### Lesetext:

1. Aus dem Blickwinkel von PR wird interne Kommunikation mitunter als interne PR oder innerbetriebliche Öffentlichkeitsarbeit bezeichnet. Im Englischen wird häufig der Begriff Internal Relations verwendet. Der Fokus liegt hierbei auf den Mitarbeitern als einer Zielgruppe, die neben externen Zielgruppen, wie z. B. Aktionären oder Kunden, mit Informationen versorgt wird. PR und Öffentlichkeitsarbeit sind in Organisationen meistens in eigenen Presseoder Kommunikationsabteilungen auf der Ebene der Organisationsführung verortet.

### Aufgabe:
Schreib aus dem Lesetext den Teil von „1. Aus dem Blickwinkel“ bis einschließlich „der Organisationsführung verortet.“ wortgetreu ab. Die Datensätze spielen dafür keine Rolle.

### Bereitgestellte Daten:
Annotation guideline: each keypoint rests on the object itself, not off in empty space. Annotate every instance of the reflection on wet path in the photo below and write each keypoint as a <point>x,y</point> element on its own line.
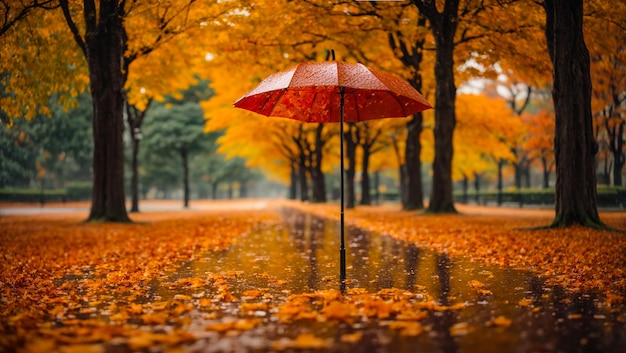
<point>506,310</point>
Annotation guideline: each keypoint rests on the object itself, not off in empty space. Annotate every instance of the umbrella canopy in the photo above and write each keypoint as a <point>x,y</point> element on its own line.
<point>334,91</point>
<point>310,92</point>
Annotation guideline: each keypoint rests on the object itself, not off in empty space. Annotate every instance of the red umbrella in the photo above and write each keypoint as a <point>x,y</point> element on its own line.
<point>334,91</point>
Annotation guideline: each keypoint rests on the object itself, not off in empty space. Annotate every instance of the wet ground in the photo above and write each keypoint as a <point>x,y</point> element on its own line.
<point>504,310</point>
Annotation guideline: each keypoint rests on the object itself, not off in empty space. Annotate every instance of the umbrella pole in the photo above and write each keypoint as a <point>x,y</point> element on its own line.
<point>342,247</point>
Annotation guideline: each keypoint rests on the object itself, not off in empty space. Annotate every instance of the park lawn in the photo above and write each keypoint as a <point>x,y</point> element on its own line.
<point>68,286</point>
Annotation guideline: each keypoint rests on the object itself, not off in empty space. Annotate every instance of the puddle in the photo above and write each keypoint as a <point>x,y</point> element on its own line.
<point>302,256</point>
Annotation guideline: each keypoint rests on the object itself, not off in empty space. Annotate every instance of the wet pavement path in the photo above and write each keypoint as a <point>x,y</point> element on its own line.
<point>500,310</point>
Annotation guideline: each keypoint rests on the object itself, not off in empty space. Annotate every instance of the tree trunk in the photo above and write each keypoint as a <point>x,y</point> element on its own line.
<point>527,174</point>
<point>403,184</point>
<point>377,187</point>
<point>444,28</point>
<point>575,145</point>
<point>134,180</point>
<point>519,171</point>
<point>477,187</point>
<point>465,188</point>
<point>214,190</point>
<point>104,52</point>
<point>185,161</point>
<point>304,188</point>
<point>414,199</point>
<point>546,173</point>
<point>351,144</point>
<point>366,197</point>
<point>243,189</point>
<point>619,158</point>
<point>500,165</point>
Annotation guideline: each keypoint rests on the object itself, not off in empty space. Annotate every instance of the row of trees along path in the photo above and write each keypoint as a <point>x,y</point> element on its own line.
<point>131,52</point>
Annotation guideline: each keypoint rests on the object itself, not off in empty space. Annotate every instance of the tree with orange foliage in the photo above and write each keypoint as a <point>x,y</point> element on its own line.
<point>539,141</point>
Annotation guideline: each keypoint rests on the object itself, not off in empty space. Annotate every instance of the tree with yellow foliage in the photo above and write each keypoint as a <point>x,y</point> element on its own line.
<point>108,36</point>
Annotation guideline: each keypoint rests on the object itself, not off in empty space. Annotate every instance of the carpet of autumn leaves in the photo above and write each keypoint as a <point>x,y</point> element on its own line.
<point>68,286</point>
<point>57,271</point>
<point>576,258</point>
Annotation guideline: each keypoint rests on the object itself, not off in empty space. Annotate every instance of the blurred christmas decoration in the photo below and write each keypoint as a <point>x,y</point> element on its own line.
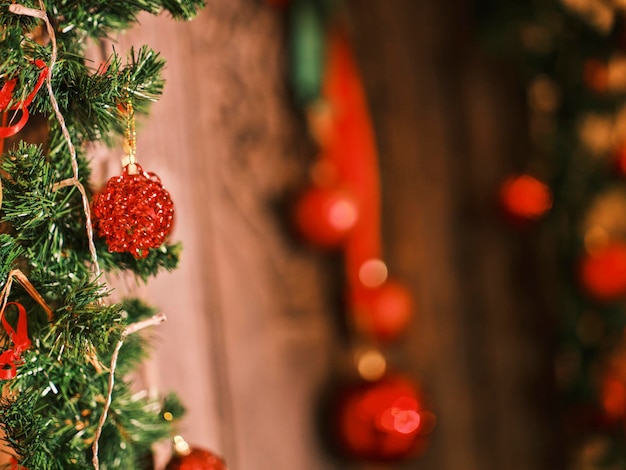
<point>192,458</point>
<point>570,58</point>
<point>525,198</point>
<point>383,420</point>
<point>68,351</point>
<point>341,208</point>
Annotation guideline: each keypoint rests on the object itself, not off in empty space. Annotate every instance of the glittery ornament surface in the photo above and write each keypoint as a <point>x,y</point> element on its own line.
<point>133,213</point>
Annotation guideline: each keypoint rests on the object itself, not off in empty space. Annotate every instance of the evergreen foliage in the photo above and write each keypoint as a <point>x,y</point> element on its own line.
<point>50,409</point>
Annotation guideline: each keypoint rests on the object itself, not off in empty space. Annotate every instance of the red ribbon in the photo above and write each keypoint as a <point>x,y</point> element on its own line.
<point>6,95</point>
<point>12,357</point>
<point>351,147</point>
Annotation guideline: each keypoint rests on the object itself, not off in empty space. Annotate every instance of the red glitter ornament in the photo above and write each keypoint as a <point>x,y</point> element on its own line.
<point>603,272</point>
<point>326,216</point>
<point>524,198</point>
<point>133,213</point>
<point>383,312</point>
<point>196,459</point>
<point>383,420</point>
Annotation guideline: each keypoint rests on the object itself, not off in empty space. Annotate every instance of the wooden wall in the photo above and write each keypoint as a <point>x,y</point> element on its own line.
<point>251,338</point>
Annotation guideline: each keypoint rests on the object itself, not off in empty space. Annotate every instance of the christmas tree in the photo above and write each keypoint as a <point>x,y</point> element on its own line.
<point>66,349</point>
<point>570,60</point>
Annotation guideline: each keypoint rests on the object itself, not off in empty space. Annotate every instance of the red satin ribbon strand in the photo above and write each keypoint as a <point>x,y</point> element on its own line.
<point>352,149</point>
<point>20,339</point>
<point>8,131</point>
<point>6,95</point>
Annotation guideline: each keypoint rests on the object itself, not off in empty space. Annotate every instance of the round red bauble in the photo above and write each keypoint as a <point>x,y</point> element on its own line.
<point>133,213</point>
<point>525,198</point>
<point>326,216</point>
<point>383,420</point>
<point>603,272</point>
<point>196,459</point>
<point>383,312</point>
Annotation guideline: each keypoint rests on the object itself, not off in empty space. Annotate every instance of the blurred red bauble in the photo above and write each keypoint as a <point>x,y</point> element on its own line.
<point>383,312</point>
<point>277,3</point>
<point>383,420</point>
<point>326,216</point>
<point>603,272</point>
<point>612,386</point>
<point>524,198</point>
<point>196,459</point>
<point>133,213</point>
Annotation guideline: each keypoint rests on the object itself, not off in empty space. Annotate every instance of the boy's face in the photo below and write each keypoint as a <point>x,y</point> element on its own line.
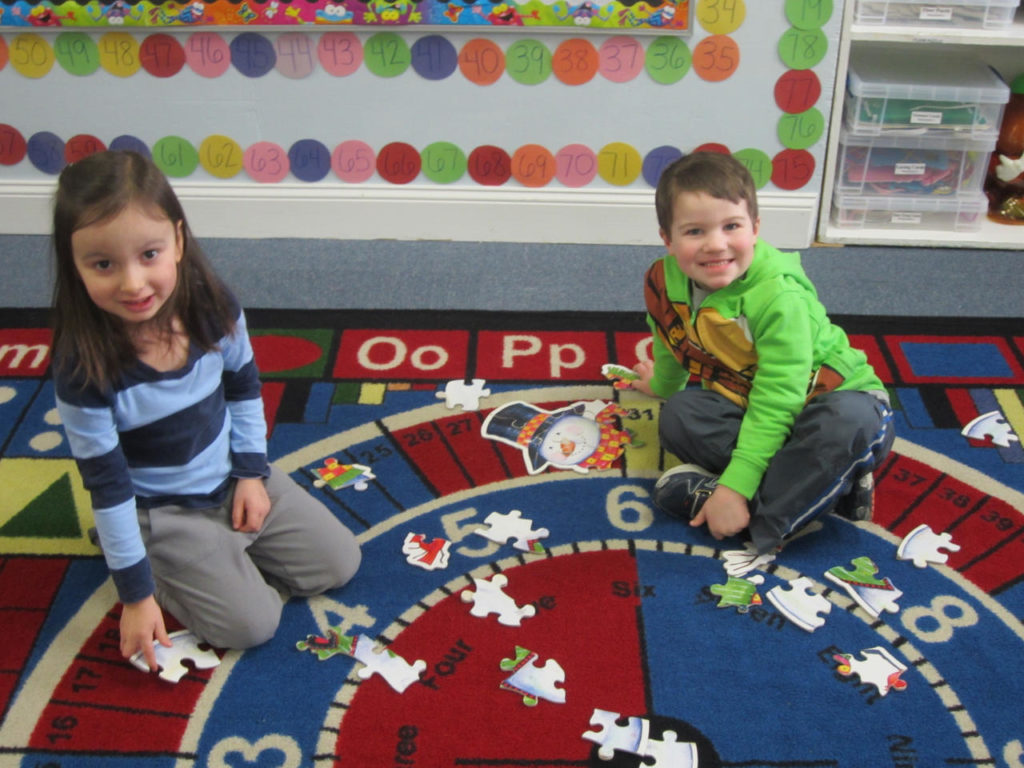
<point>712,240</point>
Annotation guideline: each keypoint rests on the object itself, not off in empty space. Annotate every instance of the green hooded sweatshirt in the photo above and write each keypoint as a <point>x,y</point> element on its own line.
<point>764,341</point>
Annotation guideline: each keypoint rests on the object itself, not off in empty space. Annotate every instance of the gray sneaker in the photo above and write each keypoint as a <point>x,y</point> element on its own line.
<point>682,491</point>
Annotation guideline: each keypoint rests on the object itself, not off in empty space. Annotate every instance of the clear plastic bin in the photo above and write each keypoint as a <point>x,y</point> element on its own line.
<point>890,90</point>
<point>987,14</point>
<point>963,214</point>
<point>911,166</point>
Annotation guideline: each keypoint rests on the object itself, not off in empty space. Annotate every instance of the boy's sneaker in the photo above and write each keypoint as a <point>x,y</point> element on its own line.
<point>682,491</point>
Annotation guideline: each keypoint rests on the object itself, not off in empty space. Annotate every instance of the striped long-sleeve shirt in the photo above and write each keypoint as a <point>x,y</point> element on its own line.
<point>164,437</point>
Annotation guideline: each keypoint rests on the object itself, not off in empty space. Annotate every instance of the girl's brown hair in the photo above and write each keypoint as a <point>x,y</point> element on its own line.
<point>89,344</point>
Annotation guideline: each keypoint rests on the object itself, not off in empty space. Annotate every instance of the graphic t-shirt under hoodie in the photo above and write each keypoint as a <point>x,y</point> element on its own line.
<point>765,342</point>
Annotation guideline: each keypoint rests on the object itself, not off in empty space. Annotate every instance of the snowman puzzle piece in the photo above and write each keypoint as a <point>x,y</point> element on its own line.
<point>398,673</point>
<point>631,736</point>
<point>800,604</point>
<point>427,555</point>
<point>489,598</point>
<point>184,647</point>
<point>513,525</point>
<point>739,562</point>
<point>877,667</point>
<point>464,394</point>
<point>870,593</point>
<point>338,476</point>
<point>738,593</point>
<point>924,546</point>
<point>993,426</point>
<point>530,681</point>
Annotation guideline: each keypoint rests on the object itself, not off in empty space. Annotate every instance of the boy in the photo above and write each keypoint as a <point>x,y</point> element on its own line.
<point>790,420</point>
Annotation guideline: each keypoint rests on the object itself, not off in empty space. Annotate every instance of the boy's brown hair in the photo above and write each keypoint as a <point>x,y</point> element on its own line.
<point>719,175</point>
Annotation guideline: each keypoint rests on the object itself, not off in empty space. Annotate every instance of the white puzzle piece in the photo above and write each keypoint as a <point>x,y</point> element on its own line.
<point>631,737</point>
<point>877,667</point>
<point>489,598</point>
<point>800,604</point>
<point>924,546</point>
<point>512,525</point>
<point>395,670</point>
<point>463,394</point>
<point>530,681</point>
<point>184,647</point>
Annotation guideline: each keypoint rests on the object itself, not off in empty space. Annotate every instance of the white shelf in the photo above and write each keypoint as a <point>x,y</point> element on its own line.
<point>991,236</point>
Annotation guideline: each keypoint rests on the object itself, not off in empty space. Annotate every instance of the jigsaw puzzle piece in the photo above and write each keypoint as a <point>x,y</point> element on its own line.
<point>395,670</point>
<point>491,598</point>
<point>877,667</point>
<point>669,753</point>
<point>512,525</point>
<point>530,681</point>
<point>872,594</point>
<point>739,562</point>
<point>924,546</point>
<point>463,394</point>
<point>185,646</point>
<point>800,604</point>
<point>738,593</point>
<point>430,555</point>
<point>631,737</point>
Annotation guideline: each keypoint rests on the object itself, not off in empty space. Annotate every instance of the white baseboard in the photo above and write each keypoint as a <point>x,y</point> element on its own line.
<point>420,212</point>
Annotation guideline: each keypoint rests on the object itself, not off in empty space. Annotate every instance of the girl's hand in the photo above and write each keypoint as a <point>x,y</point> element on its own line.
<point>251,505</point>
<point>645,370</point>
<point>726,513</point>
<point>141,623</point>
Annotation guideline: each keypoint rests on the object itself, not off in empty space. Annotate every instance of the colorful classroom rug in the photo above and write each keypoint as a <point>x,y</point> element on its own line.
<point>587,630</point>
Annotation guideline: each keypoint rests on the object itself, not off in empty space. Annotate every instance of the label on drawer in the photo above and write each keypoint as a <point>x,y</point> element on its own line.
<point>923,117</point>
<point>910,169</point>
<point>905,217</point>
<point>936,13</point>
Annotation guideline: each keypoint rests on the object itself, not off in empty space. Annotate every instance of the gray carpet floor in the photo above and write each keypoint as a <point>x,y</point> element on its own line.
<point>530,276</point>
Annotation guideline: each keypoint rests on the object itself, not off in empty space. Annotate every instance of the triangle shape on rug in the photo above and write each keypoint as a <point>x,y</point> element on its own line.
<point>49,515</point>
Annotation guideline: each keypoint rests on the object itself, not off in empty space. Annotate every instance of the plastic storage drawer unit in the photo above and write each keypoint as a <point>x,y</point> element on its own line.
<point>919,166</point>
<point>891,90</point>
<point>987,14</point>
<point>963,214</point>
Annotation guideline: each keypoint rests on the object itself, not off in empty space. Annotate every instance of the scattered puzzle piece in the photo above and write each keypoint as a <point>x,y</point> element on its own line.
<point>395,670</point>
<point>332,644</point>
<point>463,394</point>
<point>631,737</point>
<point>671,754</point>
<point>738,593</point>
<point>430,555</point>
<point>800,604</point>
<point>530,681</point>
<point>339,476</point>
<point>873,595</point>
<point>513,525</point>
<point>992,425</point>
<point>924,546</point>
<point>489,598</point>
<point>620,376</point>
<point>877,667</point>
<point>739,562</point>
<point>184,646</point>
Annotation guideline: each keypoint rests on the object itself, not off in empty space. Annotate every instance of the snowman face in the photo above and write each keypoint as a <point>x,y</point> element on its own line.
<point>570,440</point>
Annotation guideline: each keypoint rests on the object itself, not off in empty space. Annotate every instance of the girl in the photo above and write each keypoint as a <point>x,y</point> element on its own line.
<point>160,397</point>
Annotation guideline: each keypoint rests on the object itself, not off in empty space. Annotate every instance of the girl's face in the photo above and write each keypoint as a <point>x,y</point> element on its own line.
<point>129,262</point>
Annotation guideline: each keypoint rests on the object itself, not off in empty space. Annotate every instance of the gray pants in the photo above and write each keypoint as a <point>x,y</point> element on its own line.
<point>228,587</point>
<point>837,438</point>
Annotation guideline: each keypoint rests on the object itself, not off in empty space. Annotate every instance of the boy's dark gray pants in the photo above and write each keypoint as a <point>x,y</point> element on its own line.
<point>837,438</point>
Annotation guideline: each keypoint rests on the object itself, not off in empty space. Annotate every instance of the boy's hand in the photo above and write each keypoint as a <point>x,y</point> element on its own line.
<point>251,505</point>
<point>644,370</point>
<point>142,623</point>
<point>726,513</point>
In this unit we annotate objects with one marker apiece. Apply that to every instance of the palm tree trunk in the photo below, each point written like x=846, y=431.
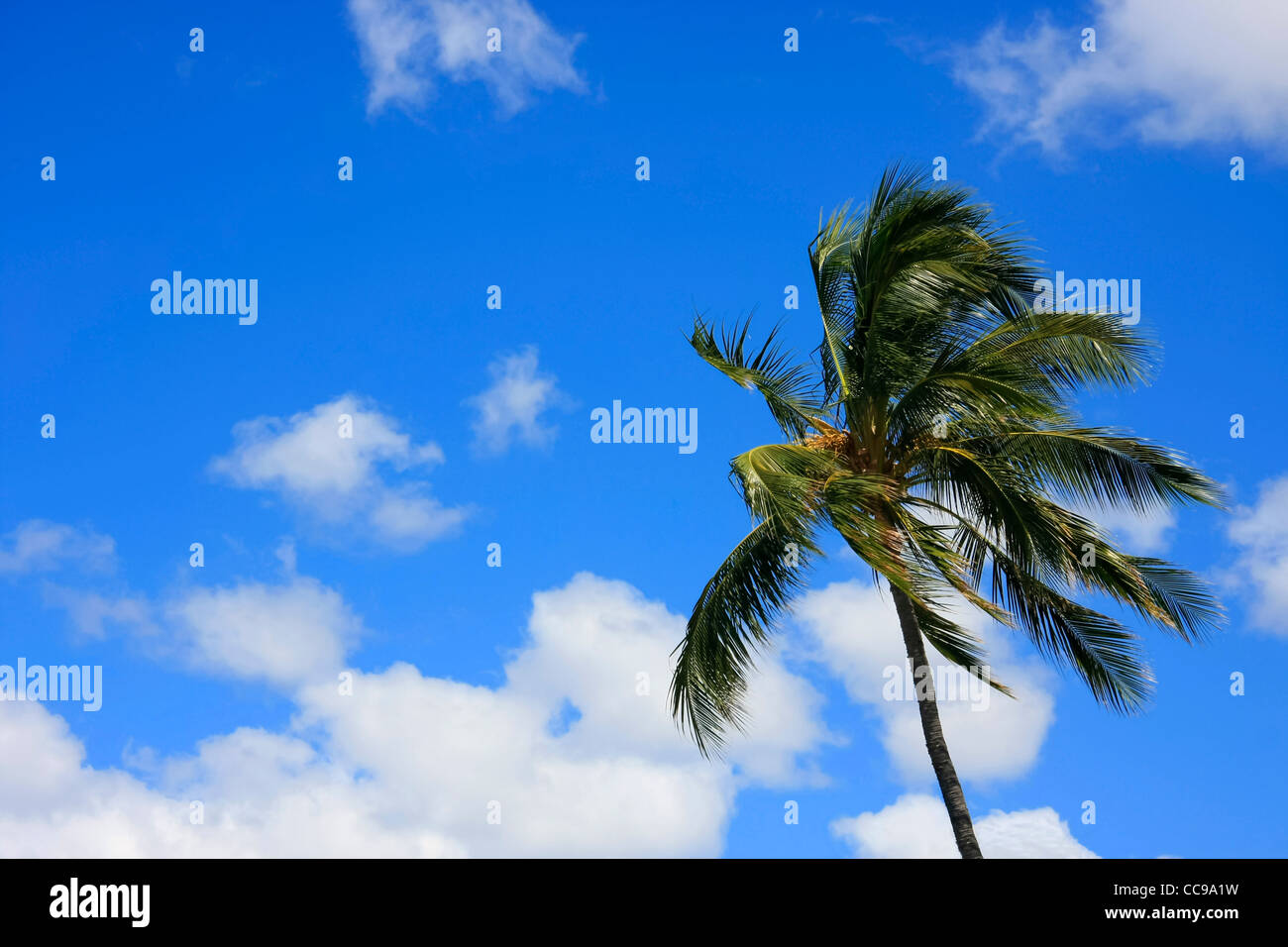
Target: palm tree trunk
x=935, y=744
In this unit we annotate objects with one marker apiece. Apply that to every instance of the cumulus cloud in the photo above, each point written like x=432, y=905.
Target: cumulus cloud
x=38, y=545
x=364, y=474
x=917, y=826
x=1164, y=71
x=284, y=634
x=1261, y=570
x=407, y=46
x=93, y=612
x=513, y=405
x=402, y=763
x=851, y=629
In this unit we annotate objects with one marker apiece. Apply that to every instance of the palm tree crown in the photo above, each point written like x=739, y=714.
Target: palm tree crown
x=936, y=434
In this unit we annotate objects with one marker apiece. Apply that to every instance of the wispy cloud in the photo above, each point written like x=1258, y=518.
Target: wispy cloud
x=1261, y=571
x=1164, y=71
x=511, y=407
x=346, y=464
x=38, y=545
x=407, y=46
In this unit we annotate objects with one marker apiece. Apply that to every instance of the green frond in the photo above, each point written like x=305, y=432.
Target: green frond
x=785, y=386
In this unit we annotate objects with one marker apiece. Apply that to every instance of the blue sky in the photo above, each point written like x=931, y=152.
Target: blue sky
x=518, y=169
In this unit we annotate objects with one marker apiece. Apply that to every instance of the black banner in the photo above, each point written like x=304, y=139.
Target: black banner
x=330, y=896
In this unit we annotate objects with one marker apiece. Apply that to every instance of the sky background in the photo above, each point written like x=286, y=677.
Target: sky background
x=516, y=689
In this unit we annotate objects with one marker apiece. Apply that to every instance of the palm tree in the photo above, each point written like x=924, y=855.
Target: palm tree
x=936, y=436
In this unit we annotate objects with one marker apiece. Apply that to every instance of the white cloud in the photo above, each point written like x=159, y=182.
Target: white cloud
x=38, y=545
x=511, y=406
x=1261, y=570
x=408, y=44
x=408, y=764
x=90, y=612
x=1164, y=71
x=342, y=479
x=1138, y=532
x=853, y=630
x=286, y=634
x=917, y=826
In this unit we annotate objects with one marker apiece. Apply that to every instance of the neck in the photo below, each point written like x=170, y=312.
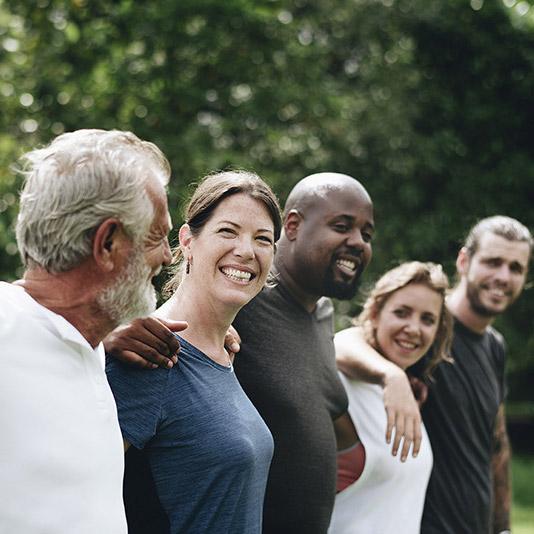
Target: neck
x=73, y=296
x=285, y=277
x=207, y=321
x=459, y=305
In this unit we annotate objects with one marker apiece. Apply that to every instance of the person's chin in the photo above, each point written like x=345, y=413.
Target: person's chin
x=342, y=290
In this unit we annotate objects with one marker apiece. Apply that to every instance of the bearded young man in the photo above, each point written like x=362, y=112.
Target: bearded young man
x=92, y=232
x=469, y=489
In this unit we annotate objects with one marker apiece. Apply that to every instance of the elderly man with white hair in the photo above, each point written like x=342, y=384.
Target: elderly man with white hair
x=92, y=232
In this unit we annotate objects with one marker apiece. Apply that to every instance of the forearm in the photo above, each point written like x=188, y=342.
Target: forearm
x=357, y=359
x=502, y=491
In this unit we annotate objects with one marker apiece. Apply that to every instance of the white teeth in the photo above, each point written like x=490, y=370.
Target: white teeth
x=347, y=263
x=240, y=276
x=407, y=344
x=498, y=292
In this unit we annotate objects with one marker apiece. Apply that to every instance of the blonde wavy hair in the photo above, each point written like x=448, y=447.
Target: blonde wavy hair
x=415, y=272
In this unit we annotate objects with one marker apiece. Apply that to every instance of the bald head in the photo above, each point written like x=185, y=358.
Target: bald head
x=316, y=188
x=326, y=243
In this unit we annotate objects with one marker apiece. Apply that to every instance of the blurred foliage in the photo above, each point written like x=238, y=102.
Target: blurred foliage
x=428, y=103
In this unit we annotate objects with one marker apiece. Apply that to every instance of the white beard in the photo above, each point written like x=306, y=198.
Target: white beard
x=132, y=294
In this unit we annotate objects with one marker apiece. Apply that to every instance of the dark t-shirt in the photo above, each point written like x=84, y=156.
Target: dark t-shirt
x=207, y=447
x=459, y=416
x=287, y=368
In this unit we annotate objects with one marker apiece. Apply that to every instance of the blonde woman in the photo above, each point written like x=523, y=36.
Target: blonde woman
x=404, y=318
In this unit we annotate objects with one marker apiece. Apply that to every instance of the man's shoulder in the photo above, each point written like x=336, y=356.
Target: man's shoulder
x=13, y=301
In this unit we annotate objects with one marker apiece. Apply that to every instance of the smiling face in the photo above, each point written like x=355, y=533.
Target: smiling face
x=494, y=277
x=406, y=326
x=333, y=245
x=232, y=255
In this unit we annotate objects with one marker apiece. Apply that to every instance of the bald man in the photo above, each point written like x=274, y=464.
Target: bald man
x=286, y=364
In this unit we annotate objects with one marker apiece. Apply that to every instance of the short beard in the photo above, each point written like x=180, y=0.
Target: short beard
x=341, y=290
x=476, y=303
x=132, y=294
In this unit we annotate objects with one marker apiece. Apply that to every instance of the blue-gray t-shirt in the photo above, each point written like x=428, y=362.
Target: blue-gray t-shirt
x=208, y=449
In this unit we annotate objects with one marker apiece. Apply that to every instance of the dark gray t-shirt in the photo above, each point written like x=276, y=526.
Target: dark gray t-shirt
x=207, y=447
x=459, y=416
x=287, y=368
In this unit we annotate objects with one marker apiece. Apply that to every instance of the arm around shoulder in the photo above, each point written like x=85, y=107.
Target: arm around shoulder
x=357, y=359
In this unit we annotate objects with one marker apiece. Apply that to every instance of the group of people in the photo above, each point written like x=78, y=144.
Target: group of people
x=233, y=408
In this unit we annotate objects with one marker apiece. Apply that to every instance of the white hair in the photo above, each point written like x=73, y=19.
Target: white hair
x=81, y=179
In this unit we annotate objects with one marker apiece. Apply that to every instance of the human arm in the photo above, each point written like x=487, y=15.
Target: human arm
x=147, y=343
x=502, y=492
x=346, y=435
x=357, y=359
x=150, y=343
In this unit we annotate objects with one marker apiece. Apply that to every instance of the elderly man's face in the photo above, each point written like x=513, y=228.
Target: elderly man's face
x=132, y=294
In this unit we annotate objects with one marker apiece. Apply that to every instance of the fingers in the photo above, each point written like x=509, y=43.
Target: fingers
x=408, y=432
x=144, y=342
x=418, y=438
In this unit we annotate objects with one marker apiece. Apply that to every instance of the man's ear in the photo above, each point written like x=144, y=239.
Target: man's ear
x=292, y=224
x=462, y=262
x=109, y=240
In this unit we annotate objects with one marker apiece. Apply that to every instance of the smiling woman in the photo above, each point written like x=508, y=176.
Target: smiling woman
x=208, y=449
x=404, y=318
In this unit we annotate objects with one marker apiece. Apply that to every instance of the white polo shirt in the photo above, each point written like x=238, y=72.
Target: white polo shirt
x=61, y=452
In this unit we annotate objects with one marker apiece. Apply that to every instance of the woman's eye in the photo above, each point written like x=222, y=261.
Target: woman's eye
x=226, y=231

### Lösung:
1. Aus dem Blickwinkel von PR wird interne Kommunikation mitunter als interne PR oder innerbetriebliche Öffentlichkeitsarbeit bezeichnet. Im Englischen wird häufig der Begriff Internal Relations verwendet. Der Fokus liegt hierbei auf den Mitarbeitern als einer Zielgruppe, die neben externen Zielgruppen, wie z. B. Aktionären oder Kunden, mit Informationen versorgt wird. PR und Öffentlichkeitsarbeit sind in Organisationen meistens in eigenen Presseoder Kommunikationsabteilungen auf der Ebene der Organisationsführung verortet.